Одновременно чувство всечеловеческого и вневременного принадлежания различных национальных и исторических ценностей становится все более природным. Открытие множества этнокультур по принципу парадокса порождает мысль о создании «музыки мира» как некоего единства, воплотившего утопическую идею «вселенского синтеза». И это уже идея «нового академизма», порожденная не знаемой ранее гибкостью послевоенных авангардных обретений. Мозаика этнических звукоидей, сочетаемых с универсальной гибкостью авангардных методик, становится основой мечты о единой «мировой музыке». Парадоксально, что мечта эта рождается в сфере этномузыкознания (К. Штумпф, А. Даниелу, Э. фон Хорбостель, Г. Коуэлл), но раньше, еще в 60-х, эту догадку высказывает один из лидеров мирового музыкально-авангардного движения К. Штокхаузен. Композиторы вскоре эту идею подхватили (Руссель, Варез, Кейдж, Харрисон, Коуэлл). При этом совершается главное: переход от интонационного мышления к элементному, ибо из этноисточника извлекаются отдельные элементы. Результатом такого синтеза оказывается обоюдная энтропия: «анализ» этноисточника убивает цельность образа конкретной традиции; включение структурных компонентов из области этнотрадиции разрушает цельность теоретической предпосылки алгоритма авангардного метода.

» **ОПИСАНИЕ ЗАДАНИЯ**: Перепишите полностью текст о «мировой музыке», не изменяя в нем ни слова.

[Записи контуров размеченных областей]
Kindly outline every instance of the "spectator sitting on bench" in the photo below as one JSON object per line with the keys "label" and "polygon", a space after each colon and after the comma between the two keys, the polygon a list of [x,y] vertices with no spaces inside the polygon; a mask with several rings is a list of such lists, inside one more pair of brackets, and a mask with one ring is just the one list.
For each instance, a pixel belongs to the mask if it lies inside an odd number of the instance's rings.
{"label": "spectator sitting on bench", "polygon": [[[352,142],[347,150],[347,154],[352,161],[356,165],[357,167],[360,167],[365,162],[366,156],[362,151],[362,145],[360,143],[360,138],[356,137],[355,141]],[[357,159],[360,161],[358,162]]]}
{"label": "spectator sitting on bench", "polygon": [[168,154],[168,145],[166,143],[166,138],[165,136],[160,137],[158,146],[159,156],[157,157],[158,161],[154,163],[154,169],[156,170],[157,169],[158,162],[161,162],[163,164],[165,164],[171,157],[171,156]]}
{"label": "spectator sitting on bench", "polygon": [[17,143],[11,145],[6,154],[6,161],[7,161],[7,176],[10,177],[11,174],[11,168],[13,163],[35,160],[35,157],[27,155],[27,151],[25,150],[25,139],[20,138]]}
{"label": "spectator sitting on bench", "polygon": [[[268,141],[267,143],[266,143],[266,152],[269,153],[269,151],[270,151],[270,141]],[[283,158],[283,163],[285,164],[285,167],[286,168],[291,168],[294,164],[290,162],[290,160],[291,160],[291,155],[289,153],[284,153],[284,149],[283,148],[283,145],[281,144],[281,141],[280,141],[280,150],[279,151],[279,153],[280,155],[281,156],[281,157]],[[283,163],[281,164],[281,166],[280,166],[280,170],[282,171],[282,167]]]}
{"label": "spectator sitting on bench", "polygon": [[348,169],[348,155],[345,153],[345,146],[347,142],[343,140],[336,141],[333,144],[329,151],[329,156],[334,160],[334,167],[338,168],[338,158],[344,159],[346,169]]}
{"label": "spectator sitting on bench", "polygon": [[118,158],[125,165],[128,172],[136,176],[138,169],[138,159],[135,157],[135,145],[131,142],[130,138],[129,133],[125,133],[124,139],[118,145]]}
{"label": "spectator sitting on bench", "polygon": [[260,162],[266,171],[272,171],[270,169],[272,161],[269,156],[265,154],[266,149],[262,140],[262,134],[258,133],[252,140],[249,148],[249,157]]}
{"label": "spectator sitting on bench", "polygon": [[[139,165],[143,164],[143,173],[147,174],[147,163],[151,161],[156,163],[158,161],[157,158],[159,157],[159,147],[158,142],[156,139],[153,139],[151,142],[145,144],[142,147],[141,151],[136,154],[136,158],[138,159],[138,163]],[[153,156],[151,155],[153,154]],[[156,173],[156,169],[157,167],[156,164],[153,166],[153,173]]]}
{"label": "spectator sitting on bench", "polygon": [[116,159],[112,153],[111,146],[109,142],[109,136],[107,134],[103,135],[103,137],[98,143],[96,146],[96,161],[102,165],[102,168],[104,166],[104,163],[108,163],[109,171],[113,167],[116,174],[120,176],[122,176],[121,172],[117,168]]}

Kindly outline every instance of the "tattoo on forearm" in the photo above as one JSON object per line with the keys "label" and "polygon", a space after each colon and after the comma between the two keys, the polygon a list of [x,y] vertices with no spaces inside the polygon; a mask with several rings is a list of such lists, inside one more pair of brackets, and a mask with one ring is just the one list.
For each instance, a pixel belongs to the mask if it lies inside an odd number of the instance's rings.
--
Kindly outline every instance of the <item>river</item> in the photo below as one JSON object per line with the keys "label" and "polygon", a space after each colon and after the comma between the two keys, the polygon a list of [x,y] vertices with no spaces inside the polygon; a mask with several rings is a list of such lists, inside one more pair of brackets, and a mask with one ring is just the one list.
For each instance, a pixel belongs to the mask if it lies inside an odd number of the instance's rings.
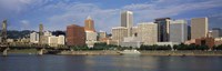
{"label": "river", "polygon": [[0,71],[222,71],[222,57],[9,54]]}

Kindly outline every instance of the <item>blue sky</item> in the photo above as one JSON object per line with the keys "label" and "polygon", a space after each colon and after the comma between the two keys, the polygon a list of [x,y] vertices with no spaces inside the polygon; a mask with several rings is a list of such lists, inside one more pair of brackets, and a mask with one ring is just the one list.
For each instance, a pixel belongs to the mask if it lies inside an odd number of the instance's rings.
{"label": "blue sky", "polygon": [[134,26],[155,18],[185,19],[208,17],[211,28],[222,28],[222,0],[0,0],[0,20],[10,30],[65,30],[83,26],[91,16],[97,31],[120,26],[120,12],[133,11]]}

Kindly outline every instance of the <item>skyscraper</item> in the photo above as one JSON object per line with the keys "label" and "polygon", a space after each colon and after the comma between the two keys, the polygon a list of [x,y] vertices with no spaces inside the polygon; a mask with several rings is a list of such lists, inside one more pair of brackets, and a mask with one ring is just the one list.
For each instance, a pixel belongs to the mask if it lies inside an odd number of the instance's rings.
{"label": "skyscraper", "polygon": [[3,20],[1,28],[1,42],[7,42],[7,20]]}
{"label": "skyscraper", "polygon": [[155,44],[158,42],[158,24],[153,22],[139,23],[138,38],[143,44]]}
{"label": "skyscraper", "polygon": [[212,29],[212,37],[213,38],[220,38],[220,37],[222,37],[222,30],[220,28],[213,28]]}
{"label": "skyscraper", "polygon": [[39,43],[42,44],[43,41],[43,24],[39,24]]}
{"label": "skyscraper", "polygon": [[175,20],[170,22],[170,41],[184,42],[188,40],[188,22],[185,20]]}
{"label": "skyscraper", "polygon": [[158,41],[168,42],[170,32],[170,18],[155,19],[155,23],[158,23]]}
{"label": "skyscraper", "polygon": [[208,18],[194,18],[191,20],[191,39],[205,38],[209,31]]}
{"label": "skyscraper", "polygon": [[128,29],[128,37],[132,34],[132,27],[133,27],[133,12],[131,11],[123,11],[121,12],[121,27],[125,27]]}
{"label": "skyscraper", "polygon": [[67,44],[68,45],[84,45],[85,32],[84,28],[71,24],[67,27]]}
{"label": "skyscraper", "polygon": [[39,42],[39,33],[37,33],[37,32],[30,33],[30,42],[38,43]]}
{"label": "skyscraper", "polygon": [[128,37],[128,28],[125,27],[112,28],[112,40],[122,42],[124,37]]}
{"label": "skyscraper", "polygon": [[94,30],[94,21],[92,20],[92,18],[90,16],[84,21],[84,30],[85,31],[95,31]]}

» **ПИСЬМЕННЫЙ ОТВЕТ**:
Одновременно чувство всечеловеческого и вневременного принадлежания различных национальных и исторических ценностей становится все более природным. Открытие множества этнокультур по принципу парадокса порождает мысль о создании «музыки мира» как некоего единства, воплотившего утопическую идею «вселенского синтеза». И это уже идея «нового академизма», порожденная не знаемой ранее гибкостью послевоенных авангардных обретений. Мозаика этнических звукоидей, сочетаемых с универсальной гибкостью авангардных методик, становится основой мечты о единой «мировой музыке». Парадоксально, что мечта эта рождается в сфере этномузыкознания (К. Штумпф, А. Даниелу, Э. фон Хорбостель, Г. Коуэлл), но раньше, еще в 60-х, эту догадку высказывает один из лидеров мирового музыкально-авангардного движения К. Штокхаузен. Композиторы вскоре эту идею подхватили (Руссель, Варез, Кейдж, Харрисон, Коуэлл). При этом совершается главное: переход от интонационного мышления к элементному, ибо из этноисточника извлекаются отдельные элементы. Результатом такого синтеза оказывается обоюдная энтропия: «анализ» этноисточника убивает цельность образа конкретной традиции; включение структурных компонентов из области этнотрадиции разрушает цельность теоретической предпосылки алгоритма авангардного метода.